From the table, we can see that: 1. Both QueryNorm and KeyNorm achieve better results on the training length, although this advantage is very slight and will likely be negligible as training progresses further, but this advantage is very stable, suggesting the possibility of making training smoother; 2. KeyNorm significantly improves length extrapolation, which is the “unexpected surprise” in the experimental results!

Note that unlike NTK-RoPE, YaRN, etc., which require modifying the inference stage model, the length extrapolation of KNA and CosA is achieved without any modifications during inference. Therefore, some readers might wonder, since KNA and CosA already have such good extrapolation effects without modification during inference, what if they are combined with extrapolation techniques like NTK-RoPE, YaRN, etc.? Will the effect be “even better”? The author also tested this, and the results are shown in the table below:

Test Length	512(Train)	4096(Repeated)	4096(Non-repeated)

> **Raw records**
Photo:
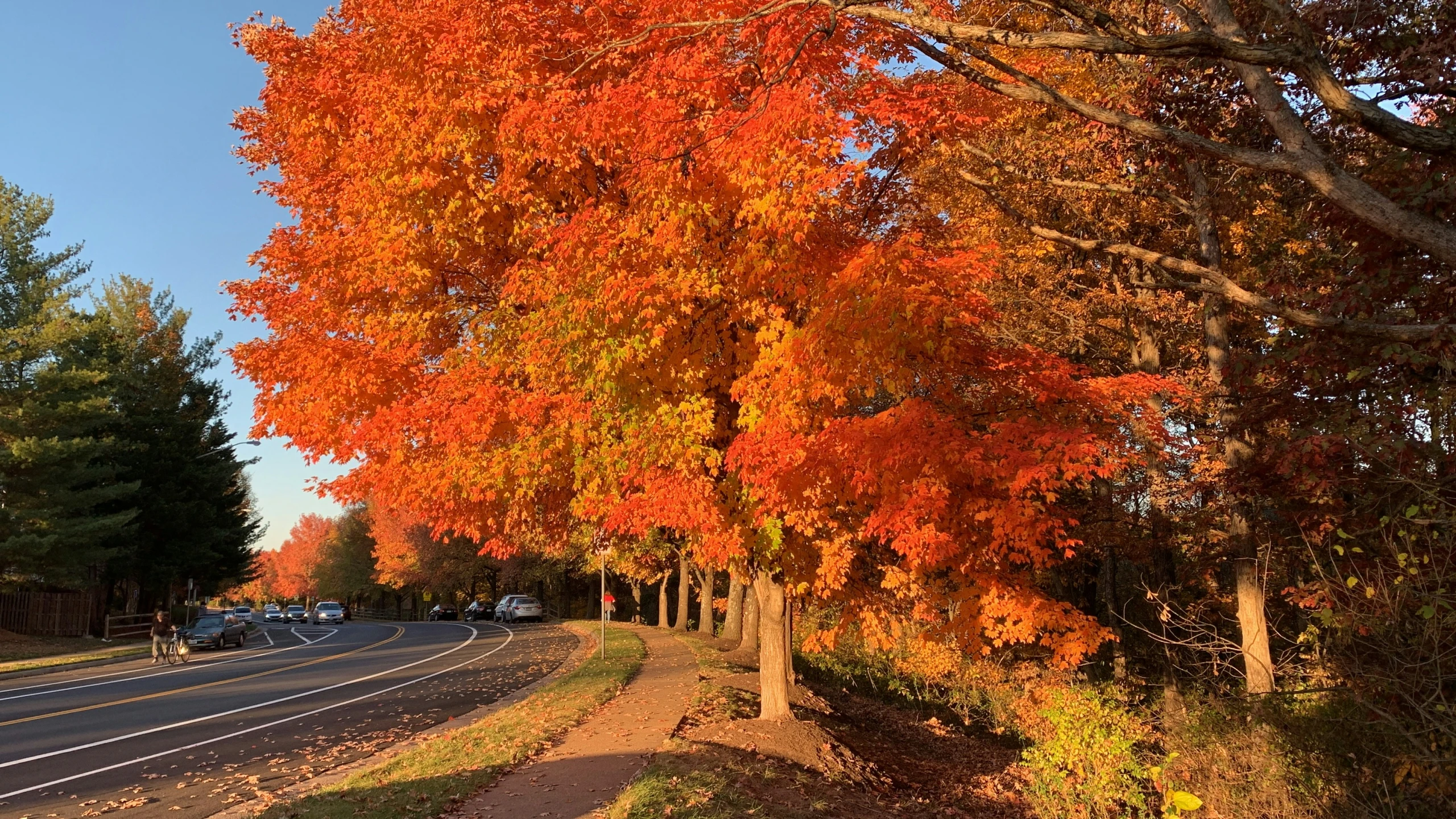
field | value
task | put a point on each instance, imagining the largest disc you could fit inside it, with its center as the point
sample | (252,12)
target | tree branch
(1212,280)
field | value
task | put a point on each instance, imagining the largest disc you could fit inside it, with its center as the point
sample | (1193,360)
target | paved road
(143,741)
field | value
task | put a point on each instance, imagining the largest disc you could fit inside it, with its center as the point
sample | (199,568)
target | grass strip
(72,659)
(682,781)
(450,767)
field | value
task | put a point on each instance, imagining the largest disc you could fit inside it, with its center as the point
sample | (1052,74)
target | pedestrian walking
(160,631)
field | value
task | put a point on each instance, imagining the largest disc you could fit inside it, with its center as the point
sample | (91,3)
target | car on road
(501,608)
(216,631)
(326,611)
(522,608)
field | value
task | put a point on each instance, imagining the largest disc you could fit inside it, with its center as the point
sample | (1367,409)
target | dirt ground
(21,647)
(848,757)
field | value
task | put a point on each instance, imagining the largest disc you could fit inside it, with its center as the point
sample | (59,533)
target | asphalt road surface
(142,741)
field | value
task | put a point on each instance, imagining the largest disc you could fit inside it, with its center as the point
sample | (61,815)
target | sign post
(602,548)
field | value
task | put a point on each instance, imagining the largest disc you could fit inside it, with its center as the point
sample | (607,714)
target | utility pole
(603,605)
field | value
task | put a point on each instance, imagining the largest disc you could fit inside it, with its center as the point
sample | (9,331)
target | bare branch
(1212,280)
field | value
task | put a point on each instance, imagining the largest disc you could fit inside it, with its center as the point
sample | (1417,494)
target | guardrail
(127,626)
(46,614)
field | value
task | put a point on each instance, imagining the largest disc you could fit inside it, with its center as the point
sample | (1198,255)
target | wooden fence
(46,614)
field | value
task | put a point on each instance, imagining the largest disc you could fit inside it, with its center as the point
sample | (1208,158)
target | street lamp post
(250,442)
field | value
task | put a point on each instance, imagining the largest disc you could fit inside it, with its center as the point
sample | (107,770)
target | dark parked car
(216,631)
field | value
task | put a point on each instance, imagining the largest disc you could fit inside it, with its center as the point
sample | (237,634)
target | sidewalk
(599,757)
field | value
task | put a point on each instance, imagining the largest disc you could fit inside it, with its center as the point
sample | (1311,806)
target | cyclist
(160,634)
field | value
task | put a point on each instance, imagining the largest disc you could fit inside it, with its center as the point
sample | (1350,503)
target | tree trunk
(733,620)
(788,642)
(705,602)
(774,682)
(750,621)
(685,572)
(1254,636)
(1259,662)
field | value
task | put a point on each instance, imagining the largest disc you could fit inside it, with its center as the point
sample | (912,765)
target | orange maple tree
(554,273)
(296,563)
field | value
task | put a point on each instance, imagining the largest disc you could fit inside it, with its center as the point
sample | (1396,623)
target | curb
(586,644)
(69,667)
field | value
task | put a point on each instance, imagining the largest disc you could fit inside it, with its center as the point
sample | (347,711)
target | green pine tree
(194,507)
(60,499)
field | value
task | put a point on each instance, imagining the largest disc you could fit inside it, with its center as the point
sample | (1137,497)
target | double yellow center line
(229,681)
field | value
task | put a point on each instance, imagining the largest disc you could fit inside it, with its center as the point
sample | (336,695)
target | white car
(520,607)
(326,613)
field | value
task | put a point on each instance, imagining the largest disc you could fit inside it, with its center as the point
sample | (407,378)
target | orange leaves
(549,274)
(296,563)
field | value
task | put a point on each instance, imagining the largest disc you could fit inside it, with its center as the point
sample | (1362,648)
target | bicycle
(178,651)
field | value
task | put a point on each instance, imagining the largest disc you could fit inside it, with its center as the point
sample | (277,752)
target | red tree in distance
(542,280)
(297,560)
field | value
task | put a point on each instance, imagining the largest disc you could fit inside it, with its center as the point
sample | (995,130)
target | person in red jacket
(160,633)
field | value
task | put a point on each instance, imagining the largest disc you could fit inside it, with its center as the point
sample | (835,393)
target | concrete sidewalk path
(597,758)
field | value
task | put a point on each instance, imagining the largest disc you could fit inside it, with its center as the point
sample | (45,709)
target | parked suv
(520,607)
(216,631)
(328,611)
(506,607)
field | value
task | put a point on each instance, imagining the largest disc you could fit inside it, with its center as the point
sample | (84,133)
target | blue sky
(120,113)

> **The exercise**
Rewrite the passage on QueryNorm and KeyNorm between "From the table, we" and "the experimental results!", inclusive, replacing "negligible" with "insignificant".

> **Response below**
From the table, we can see that: 1. Both QueryNorm and KeyNorm achieve better results on the training length, although this advantage is very slight and will likely be insignificant as training progresses further, but this advantage is very stable, suggesting the possibility of making training smoother; 2. KeyNorm significantly improves length extrapolation, which is the “unexpected surprise” in the experimental results!